* Activité 1 *
Énumérez tous les produits que la boutique propose au public selon l'article sur l'art de la table.
* Activité 2 *
Reprenez l'article sur l'art de la table chez les Québécois et prolongez-le après sa dernière phrase.

* Extrait de texte *

------------

L’art de la table continue de séduire les Québécois
Et si les Québécois dépensaient leur ancien «budget voyage» pour embellir leur maison? C’est ce que croit la propriétaire de l’une des dernières boutiques indépendantes vouée à l’art de la table, située rue Gilford à Montréal.
Au téléphone avec Métro, Annick D’Amours se réjouit: l’achalandage à sa boutique indépendante, 3 Femmes et 1 Coussin, est plus élevé que l’année dernière à pareille date. Et ce, malgré les lourdes difficultés qu’a entraîné la pandémie.
Depuis 20 ans, elle et Sandrine Leduc offrent au public une sélection de porcelaine, grès, verrerie et autres accessoires de très grande qualité.
Pour Mme D’Amours, il est clair que les gens investissent davantage dans l’art de la table parce qu’ils sont confinés.
«On a vu un changement drastique. Les gens n’ont jamais été aussi nombreux que maintenant. Tout leur budget voyage va dans la maison. Surtout qu’on y est tout le temps, donc ce qui ne va pas nous saute aux yeux!».

------------

(Entrées de données enregistrées)

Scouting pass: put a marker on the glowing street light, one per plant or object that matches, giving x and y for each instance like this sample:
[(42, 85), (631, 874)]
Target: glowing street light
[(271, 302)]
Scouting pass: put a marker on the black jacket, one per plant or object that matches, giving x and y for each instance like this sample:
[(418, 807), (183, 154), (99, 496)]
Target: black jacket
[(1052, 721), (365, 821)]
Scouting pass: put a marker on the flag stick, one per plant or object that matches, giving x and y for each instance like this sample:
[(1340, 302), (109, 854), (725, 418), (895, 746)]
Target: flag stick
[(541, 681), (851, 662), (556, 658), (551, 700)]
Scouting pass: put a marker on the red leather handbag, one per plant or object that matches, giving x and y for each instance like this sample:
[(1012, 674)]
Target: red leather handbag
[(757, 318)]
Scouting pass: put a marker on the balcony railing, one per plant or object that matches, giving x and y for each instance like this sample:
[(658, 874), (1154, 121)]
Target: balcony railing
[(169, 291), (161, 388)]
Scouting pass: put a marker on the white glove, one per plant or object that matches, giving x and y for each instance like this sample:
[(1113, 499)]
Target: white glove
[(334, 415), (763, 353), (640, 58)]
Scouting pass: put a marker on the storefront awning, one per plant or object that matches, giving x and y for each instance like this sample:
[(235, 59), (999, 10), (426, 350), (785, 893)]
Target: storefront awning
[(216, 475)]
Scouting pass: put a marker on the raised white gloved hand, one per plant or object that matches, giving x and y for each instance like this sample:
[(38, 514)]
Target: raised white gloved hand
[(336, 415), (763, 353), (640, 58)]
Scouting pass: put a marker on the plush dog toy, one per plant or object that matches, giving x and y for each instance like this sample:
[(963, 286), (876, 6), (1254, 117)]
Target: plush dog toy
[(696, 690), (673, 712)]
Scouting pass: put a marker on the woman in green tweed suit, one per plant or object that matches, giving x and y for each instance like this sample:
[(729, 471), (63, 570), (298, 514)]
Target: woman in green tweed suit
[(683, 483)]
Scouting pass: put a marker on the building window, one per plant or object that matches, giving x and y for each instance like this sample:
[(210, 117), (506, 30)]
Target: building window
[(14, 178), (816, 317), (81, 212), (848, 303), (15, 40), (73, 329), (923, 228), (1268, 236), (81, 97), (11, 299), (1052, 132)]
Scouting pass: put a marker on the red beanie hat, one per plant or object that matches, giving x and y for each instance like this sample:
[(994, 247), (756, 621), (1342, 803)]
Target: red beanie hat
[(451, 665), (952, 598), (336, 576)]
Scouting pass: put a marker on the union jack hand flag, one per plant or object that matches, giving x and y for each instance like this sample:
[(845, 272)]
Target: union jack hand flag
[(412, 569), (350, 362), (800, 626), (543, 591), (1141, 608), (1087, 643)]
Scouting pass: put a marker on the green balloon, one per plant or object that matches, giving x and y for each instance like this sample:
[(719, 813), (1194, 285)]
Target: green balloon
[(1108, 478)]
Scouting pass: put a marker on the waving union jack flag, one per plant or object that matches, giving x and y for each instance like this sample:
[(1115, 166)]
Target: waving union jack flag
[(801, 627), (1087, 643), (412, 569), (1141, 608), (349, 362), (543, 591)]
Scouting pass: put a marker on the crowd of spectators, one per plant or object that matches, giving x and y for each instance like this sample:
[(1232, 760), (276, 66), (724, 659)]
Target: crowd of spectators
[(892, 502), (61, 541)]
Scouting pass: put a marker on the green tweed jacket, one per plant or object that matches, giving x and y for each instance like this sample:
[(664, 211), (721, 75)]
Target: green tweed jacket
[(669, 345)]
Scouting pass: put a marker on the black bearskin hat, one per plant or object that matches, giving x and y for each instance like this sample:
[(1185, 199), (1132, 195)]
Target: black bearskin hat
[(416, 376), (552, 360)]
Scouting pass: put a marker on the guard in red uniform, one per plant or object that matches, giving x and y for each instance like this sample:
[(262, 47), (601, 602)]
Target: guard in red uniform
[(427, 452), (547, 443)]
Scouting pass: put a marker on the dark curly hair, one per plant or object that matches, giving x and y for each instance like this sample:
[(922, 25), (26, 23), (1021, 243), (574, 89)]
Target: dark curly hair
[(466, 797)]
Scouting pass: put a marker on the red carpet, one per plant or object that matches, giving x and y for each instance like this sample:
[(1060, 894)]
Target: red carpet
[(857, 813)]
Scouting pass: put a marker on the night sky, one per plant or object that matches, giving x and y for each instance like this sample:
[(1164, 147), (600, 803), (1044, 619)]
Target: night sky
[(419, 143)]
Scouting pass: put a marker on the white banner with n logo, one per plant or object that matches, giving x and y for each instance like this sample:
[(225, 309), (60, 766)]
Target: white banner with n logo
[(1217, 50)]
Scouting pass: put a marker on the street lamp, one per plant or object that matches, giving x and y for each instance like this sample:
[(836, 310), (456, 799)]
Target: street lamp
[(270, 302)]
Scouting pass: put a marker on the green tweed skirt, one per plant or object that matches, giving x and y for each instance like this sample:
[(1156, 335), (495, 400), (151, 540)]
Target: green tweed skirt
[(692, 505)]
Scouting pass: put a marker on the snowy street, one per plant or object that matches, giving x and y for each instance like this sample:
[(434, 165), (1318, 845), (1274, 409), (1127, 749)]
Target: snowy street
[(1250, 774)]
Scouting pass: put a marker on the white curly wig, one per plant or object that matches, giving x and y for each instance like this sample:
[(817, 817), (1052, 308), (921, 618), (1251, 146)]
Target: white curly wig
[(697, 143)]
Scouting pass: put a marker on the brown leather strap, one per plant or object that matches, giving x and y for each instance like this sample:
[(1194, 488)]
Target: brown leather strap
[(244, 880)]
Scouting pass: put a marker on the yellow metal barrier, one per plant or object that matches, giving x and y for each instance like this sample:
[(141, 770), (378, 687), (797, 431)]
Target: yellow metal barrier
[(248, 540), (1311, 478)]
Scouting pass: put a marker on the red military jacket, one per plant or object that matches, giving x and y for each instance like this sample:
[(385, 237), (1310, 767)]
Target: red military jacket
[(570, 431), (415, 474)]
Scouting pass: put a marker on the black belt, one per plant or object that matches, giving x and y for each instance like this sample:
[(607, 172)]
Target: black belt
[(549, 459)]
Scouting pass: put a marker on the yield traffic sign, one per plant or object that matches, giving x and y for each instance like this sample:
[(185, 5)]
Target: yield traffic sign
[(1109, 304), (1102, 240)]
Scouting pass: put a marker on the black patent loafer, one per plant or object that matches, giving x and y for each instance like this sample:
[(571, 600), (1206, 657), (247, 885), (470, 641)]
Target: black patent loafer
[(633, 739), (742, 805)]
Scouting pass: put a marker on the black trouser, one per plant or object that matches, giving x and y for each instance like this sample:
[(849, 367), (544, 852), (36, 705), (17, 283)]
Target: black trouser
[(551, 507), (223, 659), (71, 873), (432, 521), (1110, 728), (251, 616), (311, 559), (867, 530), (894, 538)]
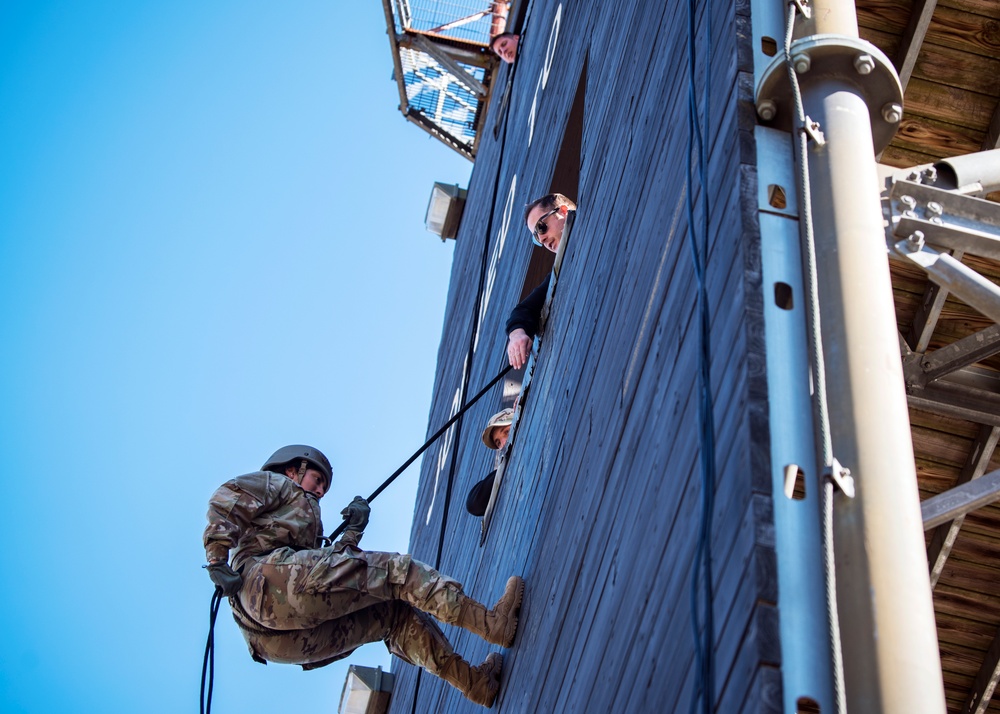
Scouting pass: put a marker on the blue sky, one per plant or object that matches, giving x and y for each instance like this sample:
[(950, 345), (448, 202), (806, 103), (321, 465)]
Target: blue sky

------------

* Résultat 1 *
porcelaine, grès, verrerie, autres accessoires de très grande qualité

* Résultat 2 *
La pandémie a peut-être parallèlement accentué le «besoin d’un rapport avec l’autre», selon elle. Ils cherchent en outre des produits plus «luxueux», dit-elle à Métro.
«L’art de la table, c’est un repas, un partage. C’est pour ça que les gens veulent se retrouver à Noël, retourner au restaurant. Ce sont des retrouvailles entre amis, des célébrations de manger, de recevoir». –Annick D’Amours, propriétaire
Solidité financière et pandémie
On le sait: le contexte n’est pas facile en ces temps de COVID-19. La pandémie a ainsi amputé 3 Femmes et 1 Coussin de 85% de sa clientèle, composée de nombreux restaurants et d’hôtels, du Ritz au Germain.
Elle a en outre ralenti toute la chaîne de production: le transport, la fabrication, les délais.
«Dans le plan d’affaires, tu prends des assurances pour le feu, pour tout, mais personne n’avait pensé à une pandémie, ça c’est évident», note Mme D’Amours.
Et si la boutique n’avait pas été assez «solide» au moment où la première vague a frappé, les choses auraient été bien différentes, poursuit-elle.
«Tout ça serait arrivé il y a 10 ans, je ne sais pas comment on aurait fait. On rapporte de belles histoires de résilience, de nouvelles idées, mais je crois qu’il y a plein de choses qui entrent en ligne de compte. Dont la solidité financière». –Annick D’Amours, propriétaire
La copropriétaire explique avoir dû investir beaucoup de temps pour survivre et rebondir.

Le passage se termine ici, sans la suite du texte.